Test the boss: When you finish reorganizing, take your boss on a tour of the files (both electronic and paper), identifying the most common files.
Then, test the boss. "If I were not here, where would you look to find ... ?" When the boss passes with flying colors, your filing system earns an "A."
Part 2: Securing Sensitive Company Information
Discretion and trust are two pillars of your role. But while you may have integrity, not everyone can say the same.
Take, for example, the former Walt Disney Co. administrative assistant who was charged by the U.S. Attorney with trying to sell early access to the company’s earnings report. The admin and an accomplice allegedly sought sizable sums of money in exchange for confidential stock tips.
Your office probably relies on the integrity of its people and its computer systems to secure sensitive information. But is that enough?

#### Dataset content
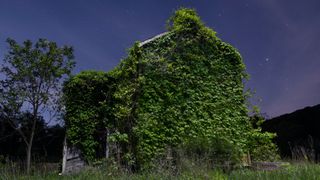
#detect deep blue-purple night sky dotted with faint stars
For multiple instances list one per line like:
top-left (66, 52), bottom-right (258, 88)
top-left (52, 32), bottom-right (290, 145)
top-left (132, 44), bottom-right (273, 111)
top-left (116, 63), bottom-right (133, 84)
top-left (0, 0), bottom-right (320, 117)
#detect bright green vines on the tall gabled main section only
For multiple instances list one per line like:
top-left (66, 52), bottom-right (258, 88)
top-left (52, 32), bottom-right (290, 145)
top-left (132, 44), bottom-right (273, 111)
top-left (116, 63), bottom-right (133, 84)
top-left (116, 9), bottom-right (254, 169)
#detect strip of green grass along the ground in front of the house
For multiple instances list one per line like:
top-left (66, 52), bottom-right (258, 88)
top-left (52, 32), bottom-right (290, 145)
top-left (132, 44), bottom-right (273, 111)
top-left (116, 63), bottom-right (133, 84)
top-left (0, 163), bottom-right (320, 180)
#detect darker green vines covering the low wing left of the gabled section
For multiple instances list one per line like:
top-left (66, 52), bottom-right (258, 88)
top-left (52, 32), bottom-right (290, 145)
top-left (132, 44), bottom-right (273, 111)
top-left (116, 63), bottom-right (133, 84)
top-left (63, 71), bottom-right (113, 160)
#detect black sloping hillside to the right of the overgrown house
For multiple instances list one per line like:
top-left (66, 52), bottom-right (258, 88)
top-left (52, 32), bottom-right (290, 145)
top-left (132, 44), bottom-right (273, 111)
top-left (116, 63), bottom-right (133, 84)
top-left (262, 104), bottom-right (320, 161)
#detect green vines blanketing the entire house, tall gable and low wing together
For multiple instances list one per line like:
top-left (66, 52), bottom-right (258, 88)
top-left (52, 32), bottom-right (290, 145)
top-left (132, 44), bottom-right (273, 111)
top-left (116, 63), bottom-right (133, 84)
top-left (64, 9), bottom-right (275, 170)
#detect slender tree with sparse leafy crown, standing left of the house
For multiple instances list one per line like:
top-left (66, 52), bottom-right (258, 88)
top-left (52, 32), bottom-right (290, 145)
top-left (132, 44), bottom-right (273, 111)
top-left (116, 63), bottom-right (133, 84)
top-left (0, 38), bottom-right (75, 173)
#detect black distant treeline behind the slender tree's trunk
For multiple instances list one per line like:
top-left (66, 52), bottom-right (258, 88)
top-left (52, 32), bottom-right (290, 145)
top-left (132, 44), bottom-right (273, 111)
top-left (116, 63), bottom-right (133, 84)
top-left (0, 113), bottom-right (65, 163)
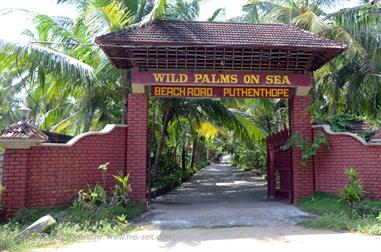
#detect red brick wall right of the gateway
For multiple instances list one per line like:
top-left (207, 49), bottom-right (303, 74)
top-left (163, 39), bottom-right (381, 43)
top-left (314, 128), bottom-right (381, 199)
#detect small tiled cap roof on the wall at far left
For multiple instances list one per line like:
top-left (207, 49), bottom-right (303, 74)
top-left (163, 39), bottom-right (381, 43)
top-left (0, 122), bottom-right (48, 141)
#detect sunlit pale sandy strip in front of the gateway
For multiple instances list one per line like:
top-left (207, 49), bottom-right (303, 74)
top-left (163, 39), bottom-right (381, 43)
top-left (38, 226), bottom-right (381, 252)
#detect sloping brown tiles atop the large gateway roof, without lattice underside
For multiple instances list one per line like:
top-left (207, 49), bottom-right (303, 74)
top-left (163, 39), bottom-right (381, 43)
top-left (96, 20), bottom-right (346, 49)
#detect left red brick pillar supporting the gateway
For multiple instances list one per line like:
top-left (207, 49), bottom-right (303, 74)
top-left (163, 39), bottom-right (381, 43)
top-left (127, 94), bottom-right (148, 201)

* * *

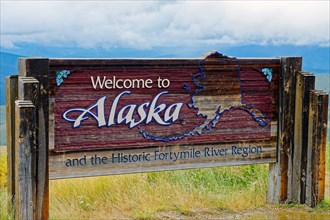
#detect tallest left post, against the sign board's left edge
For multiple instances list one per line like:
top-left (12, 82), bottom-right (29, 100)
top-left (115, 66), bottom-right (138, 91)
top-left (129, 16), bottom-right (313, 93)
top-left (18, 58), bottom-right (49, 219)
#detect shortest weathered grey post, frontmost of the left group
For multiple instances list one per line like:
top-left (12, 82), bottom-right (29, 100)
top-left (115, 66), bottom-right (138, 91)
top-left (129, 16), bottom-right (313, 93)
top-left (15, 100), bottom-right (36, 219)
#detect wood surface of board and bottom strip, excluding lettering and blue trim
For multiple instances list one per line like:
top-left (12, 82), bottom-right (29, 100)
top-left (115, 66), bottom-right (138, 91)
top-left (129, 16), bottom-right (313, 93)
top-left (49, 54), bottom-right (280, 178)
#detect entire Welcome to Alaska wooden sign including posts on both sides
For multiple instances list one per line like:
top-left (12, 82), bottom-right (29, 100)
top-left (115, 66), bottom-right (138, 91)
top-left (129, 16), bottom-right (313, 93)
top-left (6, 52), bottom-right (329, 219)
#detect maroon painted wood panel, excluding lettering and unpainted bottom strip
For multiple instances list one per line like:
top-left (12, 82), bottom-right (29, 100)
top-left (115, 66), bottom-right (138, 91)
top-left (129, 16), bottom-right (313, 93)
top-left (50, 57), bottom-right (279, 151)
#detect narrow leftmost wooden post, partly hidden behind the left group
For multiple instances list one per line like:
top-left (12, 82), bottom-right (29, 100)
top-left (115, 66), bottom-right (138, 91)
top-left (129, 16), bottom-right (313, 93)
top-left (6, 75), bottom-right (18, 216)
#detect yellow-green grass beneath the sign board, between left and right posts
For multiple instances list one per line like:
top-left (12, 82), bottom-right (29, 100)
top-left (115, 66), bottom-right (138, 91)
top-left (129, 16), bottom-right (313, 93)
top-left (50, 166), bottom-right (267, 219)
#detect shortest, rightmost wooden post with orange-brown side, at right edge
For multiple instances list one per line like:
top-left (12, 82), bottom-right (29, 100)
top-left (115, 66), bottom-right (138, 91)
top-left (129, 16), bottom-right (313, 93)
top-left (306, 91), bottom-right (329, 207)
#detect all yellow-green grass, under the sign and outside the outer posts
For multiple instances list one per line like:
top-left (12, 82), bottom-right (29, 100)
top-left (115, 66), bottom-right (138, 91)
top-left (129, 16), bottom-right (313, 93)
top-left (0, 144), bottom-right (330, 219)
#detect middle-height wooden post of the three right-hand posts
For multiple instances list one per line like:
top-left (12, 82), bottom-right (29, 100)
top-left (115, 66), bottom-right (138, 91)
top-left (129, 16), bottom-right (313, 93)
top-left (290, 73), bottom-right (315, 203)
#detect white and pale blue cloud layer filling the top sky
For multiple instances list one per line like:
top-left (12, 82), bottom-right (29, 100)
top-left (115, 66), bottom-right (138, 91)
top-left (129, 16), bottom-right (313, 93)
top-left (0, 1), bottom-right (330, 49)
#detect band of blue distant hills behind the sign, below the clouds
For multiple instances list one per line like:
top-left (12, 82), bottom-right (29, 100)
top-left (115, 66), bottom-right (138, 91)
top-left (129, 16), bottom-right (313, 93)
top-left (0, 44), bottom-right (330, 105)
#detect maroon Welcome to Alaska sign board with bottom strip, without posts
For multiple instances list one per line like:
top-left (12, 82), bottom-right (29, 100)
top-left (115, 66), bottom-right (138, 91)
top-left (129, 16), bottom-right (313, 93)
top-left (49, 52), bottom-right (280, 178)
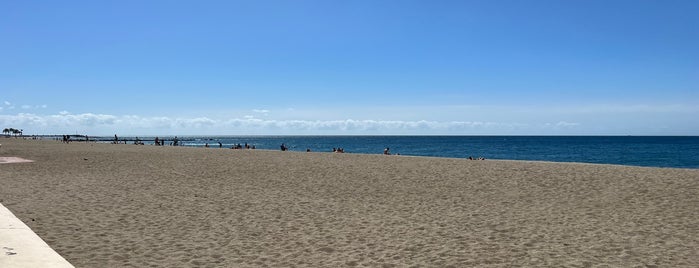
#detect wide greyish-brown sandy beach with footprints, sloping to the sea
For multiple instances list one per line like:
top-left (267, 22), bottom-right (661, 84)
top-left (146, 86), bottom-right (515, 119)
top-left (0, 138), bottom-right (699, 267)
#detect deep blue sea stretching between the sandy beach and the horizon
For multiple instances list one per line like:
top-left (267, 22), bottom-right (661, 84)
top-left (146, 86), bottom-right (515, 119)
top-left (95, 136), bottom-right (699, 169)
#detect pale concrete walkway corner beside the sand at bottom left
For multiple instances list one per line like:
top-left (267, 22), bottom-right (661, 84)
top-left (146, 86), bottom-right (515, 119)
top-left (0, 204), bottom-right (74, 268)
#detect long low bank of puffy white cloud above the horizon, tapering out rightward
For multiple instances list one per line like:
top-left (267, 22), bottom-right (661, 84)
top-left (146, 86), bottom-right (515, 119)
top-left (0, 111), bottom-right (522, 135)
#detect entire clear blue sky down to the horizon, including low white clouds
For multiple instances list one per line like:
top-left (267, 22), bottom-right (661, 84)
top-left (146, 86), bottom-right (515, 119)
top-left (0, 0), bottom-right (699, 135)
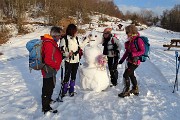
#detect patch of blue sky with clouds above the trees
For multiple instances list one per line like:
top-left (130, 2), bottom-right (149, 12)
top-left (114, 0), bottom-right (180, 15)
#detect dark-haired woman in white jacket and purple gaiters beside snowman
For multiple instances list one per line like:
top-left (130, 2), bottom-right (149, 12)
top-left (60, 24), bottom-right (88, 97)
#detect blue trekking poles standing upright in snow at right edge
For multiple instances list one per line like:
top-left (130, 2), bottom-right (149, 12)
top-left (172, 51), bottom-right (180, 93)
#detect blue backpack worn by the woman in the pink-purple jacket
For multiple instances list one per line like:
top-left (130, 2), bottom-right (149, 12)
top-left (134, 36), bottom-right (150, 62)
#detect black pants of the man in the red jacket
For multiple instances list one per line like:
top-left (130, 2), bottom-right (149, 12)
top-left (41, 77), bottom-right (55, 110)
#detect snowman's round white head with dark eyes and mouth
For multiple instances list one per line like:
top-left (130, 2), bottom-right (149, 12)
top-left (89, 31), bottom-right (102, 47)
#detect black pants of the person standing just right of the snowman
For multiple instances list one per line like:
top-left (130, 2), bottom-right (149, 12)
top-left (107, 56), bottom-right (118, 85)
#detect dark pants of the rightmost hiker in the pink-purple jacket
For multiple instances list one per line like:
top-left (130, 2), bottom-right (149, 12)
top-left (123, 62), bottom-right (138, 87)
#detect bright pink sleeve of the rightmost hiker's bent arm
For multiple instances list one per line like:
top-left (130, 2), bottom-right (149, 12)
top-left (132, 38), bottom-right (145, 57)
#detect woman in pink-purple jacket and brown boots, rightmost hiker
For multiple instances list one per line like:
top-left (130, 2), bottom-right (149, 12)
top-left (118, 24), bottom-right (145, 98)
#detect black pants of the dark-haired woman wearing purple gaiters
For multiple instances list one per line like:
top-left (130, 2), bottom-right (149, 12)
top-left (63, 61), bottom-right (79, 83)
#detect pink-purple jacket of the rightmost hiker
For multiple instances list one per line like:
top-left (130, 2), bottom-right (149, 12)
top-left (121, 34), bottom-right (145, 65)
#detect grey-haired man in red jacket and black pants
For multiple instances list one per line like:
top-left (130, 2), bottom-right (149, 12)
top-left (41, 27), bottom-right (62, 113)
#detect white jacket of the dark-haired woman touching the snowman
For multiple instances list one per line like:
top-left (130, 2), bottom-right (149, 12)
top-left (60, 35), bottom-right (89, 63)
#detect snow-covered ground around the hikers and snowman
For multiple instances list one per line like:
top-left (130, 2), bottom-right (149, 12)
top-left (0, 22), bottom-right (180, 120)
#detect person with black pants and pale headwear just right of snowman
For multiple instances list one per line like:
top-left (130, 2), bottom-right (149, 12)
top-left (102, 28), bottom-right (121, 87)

...

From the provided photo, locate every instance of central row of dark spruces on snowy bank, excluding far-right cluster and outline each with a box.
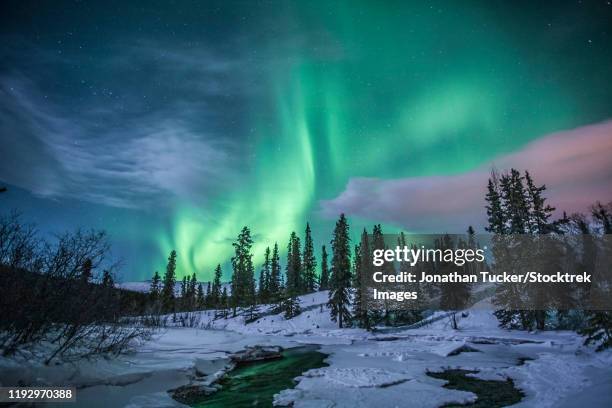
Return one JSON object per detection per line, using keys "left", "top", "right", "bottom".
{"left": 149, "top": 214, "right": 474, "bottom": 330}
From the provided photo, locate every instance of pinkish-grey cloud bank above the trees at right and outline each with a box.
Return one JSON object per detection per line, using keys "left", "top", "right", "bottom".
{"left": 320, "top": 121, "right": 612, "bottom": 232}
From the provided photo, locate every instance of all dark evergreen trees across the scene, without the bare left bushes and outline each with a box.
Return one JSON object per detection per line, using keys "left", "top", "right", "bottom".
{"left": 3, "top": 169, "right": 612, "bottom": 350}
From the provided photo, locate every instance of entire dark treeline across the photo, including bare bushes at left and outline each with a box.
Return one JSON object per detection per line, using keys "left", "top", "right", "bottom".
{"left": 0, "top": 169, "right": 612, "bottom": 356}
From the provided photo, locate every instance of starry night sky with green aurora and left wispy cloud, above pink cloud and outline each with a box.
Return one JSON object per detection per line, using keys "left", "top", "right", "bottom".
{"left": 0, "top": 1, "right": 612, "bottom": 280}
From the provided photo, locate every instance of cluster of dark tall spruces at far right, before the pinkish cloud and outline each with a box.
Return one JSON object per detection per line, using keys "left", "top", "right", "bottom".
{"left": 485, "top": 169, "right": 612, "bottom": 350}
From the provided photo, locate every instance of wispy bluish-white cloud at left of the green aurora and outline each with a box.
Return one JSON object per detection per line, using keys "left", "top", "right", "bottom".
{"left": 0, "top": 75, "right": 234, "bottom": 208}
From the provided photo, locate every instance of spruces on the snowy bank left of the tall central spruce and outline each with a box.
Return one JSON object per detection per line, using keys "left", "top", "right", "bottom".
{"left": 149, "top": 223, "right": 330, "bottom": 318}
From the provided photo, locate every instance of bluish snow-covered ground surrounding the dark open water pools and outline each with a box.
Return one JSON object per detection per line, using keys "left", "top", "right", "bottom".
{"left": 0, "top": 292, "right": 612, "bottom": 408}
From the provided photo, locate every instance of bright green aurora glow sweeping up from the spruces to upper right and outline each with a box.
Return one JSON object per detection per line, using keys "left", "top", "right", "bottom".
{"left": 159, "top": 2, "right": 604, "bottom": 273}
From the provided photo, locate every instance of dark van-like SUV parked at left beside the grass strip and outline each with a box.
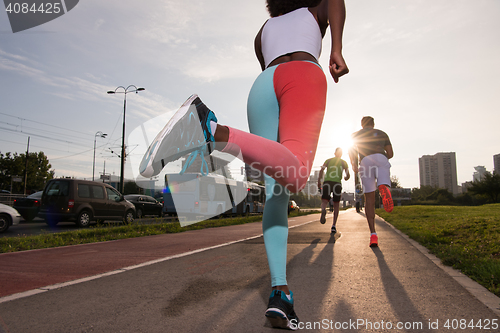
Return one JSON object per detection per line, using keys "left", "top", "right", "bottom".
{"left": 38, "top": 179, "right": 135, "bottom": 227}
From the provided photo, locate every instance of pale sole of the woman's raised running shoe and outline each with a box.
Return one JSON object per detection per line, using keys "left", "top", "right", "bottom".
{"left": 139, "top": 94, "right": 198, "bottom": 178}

#### List of tasks
A. Reproduce the part of the passage on office filing and information security between "Then, test the" and "confidential stock tips.", inclusive.
B. For each statement below, say yes or no according to the passage on office filing and information security, and quote the words of the passage that decide it.
(i) The former Walt Disney Co. administrative assistant was charged by the U.S. Attorney.
(ii) The boss should be given a tour of the paper files only.
(iii) The admin and an accomplice allegedly sought money in exchange for confidential stock tips.
C. Carry on writing the passage on office filing and information security from the point where it stops.

#### Per-task outputs
A.
Then, test the boss. "If I were not here, where would you look to find ... ?" When the boss passes with flying colors, your filing system earns an "A."
Part 2: Securing Sensitive Company Information
Discretion and trust are two pillars of your role. But while you may have integrity, not everyone can say the same.
Take, for example, the former Walt Disney Co. administrative assistant who was charged by the U.S. Attorney with trying to sell early access to the company’s earnings report. The admin and an accomplice allegedly sought sizable sums of money in exchange for confidential stock tips.

B.
(i) Yes: "who was charged by the U.S. Attorney"
(ii) No: "take your boss on a tour of the files (both electronic and paper)"
(iii) Yes: "allegedly sought sizable sums of money in exchange for confidential stock tips"

C.
In an office where sensitive information is at risk, make the “rules of trust” more visible. Joe Larocca, an asset protection advisor, offered these tips on Retail’s Big Blog:
- Identify confidential information sources, and place them in a separate file or stamp them “confidential and proprietary.”
- Establish a culture of reporting anyone who has shared confidential company information. For example, put up a poster reminding employees about protecting company information. Or set up a confidential tip line.
- Hold regular meetings for to remind everyone about what information the company considers confidential and the reasons why.
- Make sure all employees sign confidentiality agreements.